■ WRITTEN PROBLEM: Copy out every line below, requests included, and shift each answer's point coordinates by adding 144 to both the x and y values.

Pointing lines for labeled objects:
** Start **
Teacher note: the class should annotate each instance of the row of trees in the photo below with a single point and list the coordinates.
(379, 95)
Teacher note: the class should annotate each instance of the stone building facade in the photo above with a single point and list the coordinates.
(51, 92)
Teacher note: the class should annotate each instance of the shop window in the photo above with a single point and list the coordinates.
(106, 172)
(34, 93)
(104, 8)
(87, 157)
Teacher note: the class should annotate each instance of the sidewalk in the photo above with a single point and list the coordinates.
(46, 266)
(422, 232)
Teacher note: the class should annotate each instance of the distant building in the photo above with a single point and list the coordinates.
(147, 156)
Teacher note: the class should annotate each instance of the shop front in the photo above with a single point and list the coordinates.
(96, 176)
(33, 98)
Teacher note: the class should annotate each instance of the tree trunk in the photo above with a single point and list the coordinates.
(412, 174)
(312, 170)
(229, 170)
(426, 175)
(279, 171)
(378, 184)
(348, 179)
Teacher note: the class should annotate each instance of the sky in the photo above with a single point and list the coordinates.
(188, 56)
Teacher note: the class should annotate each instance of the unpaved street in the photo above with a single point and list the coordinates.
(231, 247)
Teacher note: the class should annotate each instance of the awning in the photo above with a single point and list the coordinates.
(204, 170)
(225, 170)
** End **
■ SOLUTION:
Teacher note: the class should annotate each instance of the row of trees in the photo below with a single point and list the coordinates.
(523, 239)
Teacher note: the class should annotate each instance of the stone building facade in the photo above with a single point and list the coordinates.
(195, 236)
Teacher note: the class should annotate each instance of the shop window in the photo above with a single point and list the coordinates.
(250, 316)
(178, 237)
(248, 152)
(231, 301)
Teacher note: the class should annotate each instance of the sidewalk in the photo above with a single point and list the coordinates.
(190, 410)
(566, 376)
Teacher note: the class should annotate each instance of the distant building in the photo above with a single point and list the coordinates.
(291, 300)
Teacher note: the class should annotate each instance of the shop front in the photo above with a single point and list the coordinates.
(240, 320)
(177, 242)
Teacher note: the class should annotate each instance of the tree trunk in the photo above with a single point and list the coordinates.
(556, 318)
(456, 314)
(373, 314)
(570, 319)
(423, 315)
(522, 328)
(492, 323)
Teacher note: the class should annotate each instance of the sky in the photo above with a single point and list the coordinates.
(332, 200)
Teacher note: the class should annotate each instance of the unpaved street in the photo above with a single point and list the coordinates.
(375, 391)
Teacher note: the class should annotate each instance of the awning in the photo above with a single point and list the coordinates.
(348, 314)
(369, 314)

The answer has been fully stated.